— start of Extracted material —

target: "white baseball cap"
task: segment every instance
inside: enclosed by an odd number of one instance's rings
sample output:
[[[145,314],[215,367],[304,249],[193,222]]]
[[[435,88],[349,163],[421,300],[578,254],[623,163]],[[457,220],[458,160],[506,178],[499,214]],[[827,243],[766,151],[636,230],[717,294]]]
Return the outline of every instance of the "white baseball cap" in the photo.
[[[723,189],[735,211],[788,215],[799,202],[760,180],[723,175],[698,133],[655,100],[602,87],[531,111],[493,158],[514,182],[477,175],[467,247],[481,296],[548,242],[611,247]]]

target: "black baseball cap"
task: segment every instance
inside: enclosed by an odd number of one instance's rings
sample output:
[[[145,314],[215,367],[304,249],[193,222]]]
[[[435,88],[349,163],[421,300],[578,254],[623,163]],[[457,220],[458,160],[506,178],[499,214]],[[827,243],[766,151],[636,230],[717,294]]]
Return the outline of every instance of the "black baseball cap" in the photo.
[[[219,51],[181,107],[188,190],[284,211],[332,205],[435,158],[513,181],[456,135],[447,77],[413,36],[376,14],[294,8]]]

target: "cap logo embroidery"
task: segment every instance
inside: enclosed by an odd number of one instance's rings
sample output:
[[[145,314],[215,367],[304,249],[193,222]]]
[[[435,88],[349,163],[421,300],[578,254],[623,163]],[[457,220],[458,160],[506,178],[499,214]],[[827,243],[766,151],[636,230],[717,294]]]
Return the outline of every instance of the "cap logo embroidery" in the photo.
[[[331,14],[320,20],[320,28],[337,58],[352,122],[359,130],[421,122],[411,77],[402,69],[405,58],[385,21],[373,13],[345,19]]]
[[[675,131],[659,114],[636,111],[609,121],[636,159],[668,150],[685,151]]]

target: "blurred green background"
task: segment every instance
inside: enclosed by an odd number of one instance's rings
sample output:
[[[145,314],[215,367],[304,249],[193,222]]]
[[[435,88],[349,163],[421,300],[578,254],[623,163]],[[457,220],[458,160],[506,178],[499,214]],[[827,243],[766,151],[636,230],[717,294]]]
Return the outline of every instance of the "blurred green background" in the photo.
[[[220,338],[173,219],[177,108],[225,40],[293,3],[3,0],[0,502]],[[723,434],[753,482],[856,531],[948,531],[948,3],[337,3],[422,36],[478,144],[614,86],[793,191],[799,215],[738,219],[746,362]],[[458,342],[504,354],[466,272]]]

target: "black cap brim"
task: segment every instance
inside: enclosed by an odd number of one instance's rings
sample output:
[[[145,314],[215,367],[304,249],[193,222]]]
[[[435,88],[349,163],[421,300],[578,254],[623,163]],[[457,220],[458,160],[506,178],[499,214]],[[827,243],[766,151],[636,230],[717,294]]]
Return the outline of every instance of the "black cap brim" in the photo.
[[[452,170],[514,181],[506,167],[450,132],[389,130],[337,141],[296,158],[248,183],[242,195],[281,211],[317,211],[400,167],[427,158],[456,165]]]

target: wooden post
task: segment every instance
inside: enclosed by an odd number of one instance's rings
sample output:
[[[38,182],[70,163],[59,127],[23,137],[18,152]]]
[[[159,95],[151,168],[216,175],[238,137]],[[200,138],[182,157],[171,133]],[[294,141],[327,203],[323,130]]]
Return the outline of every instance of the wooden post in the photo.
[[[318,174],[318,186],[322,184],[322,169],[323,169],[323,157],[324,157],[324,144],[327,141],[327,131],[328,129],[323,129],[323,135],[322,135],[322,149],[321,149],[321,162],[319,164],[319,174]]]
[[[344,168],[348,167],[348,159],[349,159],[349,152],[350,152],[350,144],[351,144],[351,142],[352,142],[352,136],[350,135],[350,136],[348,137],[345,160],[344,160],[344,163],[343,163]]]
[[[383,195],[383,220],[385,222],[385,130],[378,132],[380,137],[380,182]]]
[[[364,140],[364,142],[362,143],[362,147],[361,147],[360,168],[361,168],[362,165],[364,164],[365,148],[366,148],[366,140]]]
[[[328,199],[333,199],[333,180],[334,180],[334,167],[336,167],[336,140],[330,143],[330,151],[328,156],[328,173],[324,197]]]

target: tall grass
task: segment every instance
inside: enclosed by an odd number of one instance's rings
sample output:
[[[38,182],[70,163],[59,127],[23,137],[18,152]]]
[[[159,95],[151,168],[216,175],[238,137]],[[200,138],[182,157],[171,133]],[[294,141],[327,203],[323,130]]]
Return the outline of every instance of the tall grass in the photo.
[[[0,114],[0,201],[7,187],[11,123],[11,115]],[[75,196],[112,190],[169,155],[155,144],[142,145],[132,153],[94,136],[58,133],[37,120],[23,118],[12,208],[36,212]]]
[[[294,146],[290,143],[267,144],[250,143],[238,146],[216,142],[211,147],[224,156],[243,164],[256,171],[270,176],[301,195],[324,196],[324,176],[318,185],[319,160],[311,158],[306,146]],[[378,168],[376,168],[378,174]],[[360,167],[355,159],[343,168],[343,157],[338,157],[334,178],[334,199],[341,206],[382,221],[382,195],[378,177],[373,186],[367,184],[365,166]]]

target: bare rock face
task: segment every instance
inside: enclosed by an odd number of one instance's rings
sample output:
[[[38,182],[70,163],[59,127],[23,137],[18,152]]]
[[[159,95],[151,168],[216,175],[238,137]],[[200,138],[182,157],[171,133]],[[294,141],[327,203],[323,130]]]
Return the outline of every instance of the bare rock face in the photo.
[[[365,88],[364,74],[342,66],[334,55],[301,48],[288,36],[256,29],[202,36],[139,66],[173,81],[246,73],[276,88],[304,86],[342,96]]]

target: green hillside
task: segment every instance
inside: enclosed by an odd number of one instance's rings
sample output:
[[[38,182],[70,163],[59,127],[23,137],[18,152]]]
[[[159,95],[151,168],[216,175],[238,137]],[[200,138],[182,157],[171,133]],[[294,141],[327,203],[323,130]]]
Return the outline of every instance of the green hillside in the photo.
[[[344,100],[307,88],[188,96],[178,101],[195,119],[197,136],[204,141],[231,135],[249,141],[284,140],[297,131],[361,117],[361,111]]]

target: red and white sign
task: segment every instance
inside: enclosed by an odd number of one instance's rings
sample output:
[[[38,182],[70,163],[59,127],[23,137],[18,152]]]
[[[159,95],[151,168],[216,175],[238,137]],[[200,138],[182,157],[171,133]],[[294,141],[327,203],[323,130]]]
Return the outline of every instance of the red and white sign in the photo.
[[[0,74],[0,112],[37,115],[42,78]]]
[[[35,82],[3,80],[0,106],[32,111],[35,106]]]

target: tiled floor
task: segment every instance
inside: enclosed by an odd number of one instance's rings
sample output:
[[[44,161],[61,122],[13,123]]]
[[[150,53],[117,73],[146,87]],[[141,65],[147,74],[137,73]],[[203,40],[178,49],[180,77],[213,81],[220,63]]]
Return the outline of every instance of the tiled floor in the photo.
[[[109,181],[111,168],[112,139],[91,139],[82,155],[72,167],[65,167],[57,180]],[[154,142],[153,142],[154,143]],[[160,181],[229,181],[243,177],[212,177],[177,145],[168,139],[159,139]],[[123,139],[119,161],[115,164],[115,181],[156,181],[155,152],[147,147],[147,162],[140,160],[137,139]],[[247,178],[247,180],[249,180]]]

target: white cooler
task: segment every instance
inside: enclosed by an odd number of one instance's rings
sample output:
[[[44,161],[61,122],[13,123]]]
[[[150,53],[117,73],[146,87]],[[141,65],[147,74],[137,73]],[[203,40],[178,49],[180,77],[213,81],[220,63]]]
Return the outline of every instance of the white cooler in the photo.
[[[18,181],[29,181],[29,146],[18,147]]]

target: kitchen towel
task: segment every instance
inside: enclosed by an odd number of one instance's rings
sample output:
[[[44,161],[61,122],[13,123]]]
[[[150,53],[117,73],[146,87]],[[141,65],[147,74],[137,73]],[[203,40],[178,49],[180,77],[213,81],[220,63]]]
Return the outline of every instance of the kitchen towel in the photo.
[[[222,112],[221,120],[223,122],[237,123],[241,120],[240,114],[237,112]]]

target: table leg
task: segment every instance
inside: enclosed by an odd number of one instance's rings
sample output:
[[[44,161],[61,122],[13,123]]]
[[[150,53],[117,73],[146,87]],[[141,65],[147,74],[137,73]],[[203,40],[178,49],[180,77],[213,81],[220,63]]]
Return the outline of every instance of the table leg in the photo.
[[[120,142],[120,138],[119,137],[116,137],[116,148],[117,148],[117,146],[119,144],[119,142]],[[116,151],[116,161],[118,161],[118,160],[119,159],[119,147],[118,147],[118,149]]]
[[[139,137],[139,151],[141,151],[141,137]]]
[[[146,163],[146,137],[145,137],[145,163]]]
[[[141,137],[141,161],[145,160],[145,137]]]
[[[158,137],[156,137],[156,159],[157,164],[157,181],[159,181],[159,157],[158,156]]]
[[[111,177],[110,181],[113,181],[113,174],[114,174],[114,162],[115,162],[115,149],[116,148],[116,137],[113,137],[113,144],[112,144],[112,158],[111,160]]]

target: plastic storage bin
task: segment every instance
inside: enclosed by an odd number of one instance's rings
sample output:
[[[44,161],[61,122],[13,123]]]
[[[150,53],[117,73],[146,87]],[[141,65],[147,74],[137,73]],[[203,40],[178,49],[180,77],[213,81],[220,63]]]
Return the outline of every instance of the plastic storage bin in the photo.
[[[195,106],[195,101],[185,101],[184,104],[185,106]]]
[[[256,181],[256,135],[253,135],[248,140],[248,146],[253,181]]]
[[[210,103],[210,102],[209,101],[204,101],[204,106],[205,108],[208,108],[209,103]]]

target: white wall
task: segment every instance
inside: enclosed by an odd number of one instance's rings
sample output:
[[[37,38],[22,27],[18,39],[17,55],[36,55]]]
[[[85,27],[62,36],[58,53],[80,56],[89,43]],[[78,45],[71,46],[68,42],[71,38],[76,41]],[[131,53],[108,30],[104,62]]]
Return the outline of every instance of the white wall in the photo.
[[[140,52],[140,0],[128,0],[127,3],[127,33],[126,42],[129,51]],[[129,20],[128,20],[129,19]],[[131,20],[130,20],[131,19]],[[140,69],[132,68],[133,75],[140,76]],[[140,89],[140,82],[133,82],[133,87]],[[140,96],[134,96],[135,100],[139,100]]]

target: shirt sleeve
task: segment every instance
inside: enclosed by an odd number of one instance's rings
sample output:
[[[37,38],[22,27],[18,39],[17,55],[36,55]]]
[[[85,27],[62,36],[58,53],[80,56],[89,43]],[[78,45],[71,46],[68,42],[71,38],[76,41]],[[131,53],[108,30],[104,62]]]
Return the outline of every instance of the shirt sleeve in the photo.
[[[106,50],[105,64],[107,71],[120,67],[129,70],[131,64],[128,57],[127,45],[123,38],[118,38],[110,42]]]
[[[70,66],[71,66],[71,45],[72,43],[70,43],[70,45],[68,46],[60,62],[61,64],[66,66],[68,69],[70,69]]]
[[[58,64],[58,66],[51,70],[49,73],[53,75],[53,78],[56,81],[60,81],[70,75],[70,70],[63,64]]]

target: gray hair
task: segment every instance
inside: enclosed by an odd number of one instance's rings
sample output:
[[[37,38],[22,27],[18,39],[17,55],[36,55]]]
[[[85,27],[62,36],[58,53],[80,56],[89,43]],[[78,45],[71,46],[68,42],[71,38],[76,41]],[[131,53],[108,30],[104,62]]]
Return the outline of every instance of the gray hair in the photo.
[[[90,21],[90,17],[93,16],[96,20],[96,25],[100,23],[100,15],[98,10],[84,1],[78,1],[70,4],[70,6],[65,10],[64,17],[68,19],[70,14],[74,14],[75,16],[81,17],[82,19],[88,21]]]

— end of Extracted material —

* _Work to be completed_: How many lines of the material above contain the string "floor"? Give only the number.

* _Solved exercise_: 2